Task details:
Copy every line of the material below without any change.

Data shown:
= = = =
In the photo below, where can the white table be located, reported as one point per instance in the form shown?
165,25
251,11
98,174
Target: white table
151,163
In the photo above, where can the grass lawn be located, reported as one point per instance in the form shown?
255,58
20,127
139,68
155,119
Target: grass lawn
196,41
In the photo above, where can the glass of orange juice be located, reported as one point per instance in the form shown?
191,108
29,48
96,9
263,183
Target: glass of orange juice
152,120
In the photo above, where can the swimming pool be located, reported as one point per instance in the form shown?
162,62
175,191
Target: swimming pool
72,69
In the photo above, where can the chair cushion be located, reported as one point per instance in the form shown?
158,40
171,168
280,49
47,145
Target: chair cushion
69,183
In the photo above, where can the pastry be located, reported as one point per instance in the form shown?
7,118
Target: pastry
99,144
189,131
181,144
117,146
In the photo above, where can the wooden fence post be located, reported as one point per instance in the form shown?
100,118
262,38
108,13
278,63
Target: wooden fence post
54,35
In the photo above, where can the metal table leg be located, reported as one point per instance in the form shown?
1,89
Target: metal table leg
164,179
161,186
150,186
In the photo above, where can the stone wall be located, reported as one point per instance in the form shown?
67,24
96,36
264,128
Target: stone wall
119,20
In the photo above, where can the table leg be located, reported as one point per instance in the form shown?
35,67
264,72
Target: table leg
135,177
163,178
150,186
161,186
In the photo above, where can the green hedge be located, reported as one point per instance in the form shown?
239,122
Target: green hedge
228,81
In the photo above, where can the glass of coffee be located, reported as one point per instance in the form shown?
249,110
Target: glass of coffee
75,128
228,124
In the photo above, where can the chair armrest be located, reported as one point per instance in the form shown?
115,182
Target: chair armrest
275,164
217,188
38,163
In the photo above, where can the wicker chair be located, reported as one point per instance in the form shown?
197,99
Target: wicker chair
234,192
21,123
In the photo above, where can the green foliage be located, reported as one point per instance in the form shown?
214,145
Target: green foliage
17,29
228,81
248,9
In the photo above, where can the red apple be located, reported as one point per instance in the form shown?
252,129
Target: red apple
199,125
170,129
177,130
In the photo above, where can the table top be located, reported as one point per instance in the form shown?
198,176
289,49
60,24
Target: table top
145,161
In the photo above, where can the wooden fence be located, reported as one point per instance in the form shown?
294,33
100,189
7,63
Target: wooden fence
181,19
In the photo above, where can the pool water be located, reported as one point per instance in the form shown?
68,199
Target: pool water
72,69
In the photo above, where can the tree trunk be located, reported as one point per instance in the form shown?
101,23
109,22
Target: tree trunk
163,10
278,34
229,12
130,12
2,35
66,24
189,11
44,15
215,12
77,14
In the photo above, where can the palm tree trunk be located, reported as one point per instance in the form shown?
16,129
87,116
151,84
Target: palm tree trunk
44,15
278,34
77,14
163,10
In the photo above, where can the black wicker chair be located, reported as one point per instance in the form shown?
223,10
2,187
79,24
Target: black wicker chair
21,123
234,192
= = = =
Output below:
In the photo below, where can the white table be located, reported as one point per instance in the form shown?
165,25
251,11
98,174
Target: white table
151,163
In the photo above, where can the grass lawn be located, reported as one point per instance in the form shown?
255,58
20,127
139,68
155,119
Target: grass lawn
196,41
In the photo above, where can the glass of orange juice be located, reported as one point per instance in the form shown?
191,108
29,48
96,9
263,183
Target: glass of orange juice
152,120
In the photo above, where can the swimming pool be located, reported as one point per instance in the form shown?
162,62
175,191
Target: swimming pool
72,69
In the photo above, where can the chair cushion be located, reported as one point per instance in the form shown?
158,40
171,168
280,49
47,145
Target: chair cushion
69,183
In the photo above, where can the pastry be located, reported as one point per instance in the form shown?
7,118
Target: pastry
99,144
189,131
181,144
117,146
In the photo above, where can the wooden fence post be located, reported as one point per instance in the form shown?
100,118
262,38
108,13
278,63
Target: wooden fence post
54,35
In the photo above, where can the metal table leg be located, reported as one point per instance in the form shown?
1,89
Target: metal table leg
164,179
161,186
150,186
In the photo above, where can the stone wall be located, reported as one point per instance in the form shown?
67,24
96,36
264,128
Target: stone wall
119,20
In the photo above, where can the table leg be located, reported as one point per instance in the form shown?
35,67
264,72
Target: table leg
135,177
163,178
150,186
161,186
In the photo above, where can the green hedge be located, reported as one point per instance in the form shown?
239,122
Target: green hedge
228,81
In the photo above, where can the glass of coffee be located, reported as one point per instance in the form shown?
249,110
Target: glass of coffee
75,128
228,124
In the photo above, where can the chair armrest be located, reported as one point per instance in the form shown?
115,182
Target: chair armrest
275,164
217,188
38,163
In the photo above, where can the wicker chair be located, reported as one point per instance in the form shown?
197,99
Target: wicker chair
234,192
21,123
In the photo above, where can the green foliage be located, reported as one point per instance in the form shown?
214,145
Target: green foliage
17,29
228,81
248,9
In the photo above, where can the red apple be located, reported as one point per instance in the form shown?
252,129
Target: red apple
199,125
170,129
177,130
In the photo above, where can the table top be located, reported as one point per instance in the form shown?
198,176
289,49
60,24
Target: table top
145,161
In the photo above, where can the wooden fence be located, reported as one point per instance in the form shown?
294,33
100,189
7,63
Target: wooden fence
181,19
In the photo above, where can the pool water be located, reported as one point per instance in the form shown?
68,199
Target: pool water
72,69
In the photo above, where can the tree trunk be located, reported as one point per instance in the form shown?
101,23
109,22
Target: tree trunk
163,10
278,34
229,12
130,12
2,35
66,24
189,11
44,15
215,12
77,14
In the photo above, where can the palm tree trunk be located, reported as one point per instance in the form shown?
16,129
87,116
151,84
Target: palm tree trunk
44,15
278,34
77,14
163,10
In the photo above, where can the black wicker chair be located, reported as one point per instance in the form shown?
223,10
2,187
79,24
Target: black wicker chair
21,123
234,192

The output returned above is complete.